---------- Entries shown

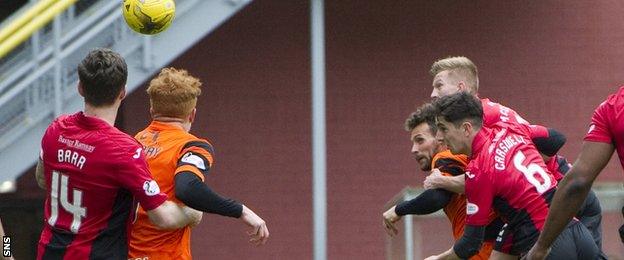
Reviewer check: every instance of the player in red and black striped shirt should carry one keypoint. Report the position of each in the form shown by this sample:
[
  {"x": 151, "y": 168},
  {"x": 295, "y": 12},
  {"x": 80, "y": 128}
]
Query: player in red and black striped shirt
[
  {"x": 605, "y": 135},
  {"x": 94, "y": 174},
  {"x": 506, "y": 174}
]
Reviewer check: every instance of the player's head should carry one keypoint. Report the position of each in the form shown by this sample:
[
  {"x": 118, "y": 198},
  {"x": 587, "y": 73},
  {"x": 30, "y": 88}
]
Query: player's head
[
  {"x": 459, "y": 118},
  {"x": 454, "y": 74},
  {"x": 102, "y": 74},
  {"x": 173, "y": 94},
  {"x": 422, "y": 127}
]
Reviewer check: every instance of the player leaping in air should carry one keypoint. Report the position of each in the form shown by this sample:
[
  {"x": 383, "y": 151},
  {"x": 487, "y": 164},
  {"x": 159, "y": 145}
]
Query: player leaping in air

--------------------

** Request **
Reproduce all of the entries above word for word, leaving out the pictures.

** Solution below **
Reviewer check: every instance of the player in red and black striped shirt should carry one keypoint. Report the position of each in the form shown by this sample:
[
  {"x": 151, "y": 168},
  {"x": 295, "y": 12},
  {"x": 80, "y": 128}
]
Query: player in red and black striped shirt
[
  {"x": 605, "y": 135},
  {"x": 94, "y": 174},
  {"x": 506, "y": 174}
]
Reviewer check: every instance of the player's head should carry one keypoint. Report the position of each in the form shown by this sample:
[
  {"x": 118, "y": 198},
  {"x": 587, "y": 73},
  {"x": 30, "y": 88}
]
Query: player's head
[
  {"x": 459, "y": 118},
  {"x": 454, "y": 74},
  {"x": 102, "y": 74},
  {"x": 173, "y": 94},
  {"x": 422, "y": 127}
]
Reviewer check: every instance of the player leaping in air should carry one keypoint. Report the position of each in the form shown by this sample:
[
  {"x": 383, "y": 151},
  {"x": 487, "y": 164},
  {"x": 159, "y": 145}
]
Query: player leaping in air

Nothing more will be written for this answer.